[start Input rows]

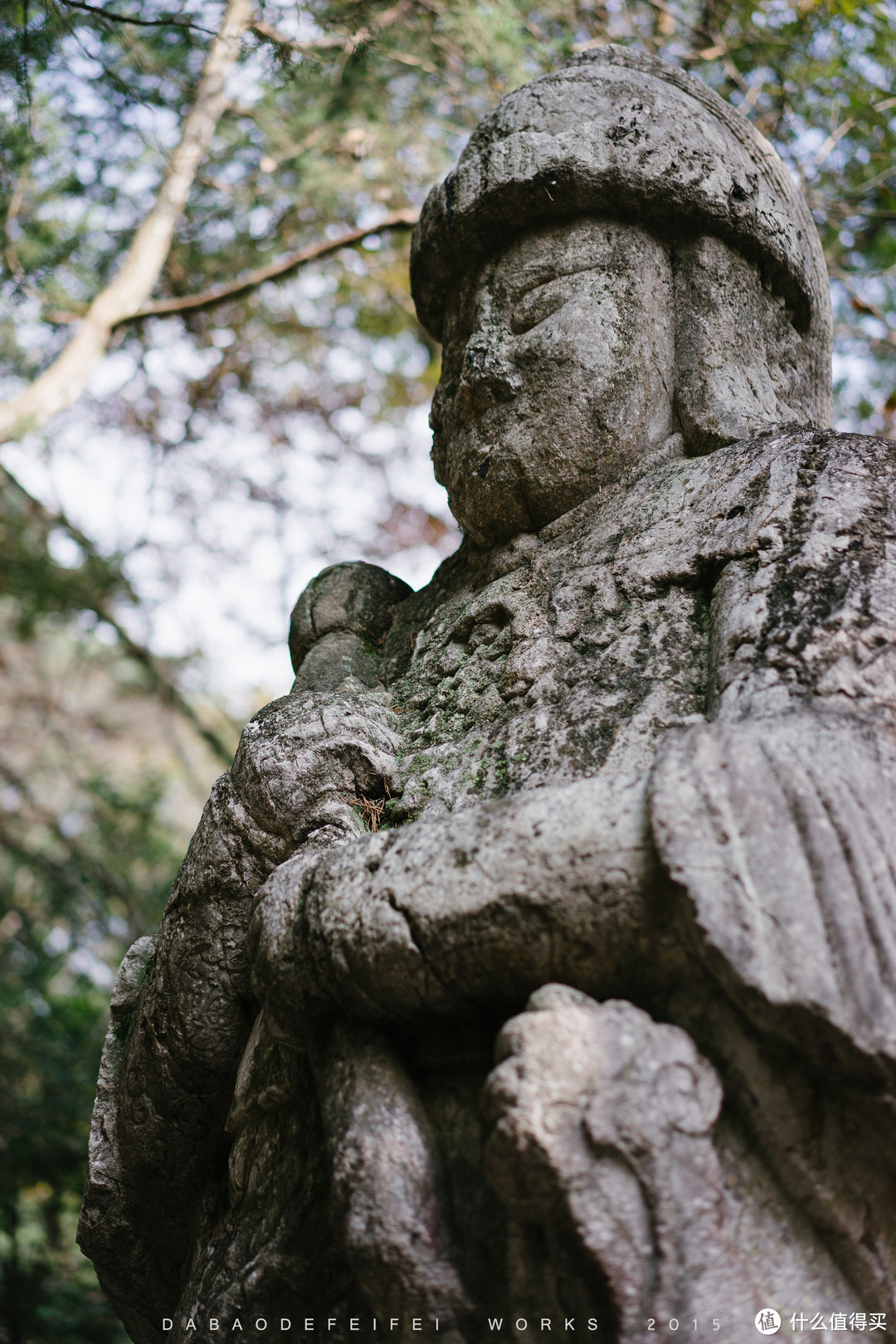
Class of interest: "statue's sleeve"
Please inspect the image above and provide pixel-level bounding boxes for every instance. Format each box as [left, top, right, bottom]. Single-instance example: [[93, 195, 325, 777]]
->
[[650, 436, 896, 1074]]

[end Input rows]
[start Input rows]

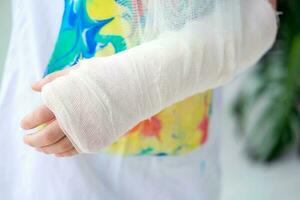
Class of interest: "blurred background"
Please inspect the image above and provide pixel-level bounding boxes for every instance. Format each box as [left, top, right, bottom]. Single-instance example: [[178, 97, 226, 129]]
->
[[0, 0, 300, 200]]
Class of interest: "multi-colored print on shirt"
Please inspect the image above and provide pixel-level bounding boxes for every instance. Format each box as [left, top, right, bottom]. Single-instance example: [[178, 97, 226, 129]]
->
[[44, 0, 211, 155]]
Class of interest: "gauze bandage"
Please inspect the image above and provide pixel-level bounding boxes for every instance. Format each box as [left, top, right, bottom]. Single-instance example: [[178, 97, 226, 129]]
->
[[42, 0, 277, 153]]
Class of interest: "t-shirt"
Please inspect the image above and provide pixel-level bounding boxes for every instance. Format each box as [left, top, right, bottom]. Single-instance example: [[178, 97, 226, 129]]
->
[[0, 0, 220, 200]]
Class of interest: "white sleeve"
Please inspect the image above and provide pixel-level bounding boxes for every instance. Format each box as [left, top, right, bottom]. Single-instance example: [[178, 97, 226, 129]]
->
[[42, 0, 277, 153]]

[end Input rows]
[start Input rows]

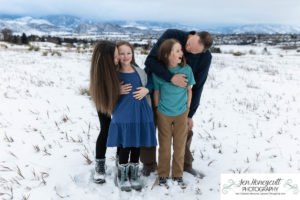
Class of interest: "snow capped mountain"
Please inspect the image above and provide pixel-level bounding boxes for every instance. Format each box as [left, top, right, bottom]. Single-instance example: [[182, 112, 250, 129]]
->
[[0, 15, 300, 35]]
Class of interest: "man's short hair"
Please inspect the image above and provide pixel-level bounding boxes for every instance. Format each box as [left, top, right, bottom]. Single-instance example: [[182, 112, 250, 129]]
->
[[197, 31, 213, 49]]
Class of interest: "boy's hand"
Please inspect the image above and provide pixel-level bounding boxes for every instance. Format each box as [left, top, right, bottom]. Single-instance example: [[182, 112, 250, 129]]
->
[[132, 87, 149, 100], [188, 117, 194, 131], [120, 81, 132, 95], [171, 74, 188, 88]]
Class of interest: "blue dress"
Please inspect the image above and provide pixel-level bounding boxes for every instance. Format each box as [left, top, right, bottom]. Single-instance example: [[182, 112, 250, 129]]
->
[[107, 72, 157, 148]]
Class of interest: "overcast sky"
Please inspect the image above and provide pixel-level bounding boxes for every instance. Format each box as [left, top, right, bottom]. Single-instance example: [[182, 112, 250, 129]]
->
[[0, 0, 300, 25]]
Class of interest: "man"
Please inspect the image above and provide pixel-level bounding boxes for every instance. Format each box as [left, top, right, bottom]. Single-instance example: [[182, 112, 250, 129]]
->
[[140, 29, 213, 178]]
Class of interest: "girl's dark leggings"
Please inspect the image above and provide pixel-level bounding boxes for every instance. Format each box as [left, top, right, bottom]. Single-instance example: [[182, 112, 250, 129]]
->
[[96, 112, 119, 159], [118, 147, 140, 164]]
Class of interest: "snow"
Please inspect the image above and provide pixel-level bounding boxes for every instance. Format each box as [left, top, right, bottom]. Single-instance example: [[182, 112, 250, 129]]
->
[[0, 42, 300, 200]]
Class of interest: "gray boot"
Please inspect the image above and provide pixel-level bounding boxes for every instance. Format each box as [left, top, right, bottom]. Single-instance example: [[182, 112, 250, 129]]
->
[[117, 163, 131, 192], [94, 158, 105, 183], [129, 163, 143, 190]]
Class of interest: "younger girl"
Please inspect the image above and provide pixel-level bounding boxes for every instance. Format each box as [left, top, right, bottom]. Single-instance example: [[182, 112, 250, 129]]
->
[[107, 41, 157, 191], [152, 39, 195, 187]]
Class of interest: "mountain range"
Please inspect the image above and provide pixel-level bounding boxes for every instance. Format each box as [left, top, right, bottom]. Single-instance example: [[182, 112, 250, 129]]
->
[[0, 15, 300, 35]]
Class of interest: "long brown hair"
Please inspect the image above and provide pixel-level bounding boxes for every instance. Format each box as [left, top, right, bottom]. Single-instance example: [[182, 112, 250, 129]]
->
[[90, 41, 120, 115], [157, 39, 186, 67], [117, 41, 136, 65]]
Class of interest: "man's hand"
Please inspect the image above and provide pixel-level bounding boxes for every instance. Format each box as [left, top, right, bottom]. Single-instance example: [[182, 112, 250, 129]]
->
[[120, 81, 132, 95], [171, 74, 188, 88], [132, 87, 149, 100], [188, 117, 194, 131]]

[end Input rows]

_Written task_
Extract every line of the listing above that contains the word "snow", copying each one in full.

_Response_
Class of interest: "snow capped mountain"
Class of interest: "snow"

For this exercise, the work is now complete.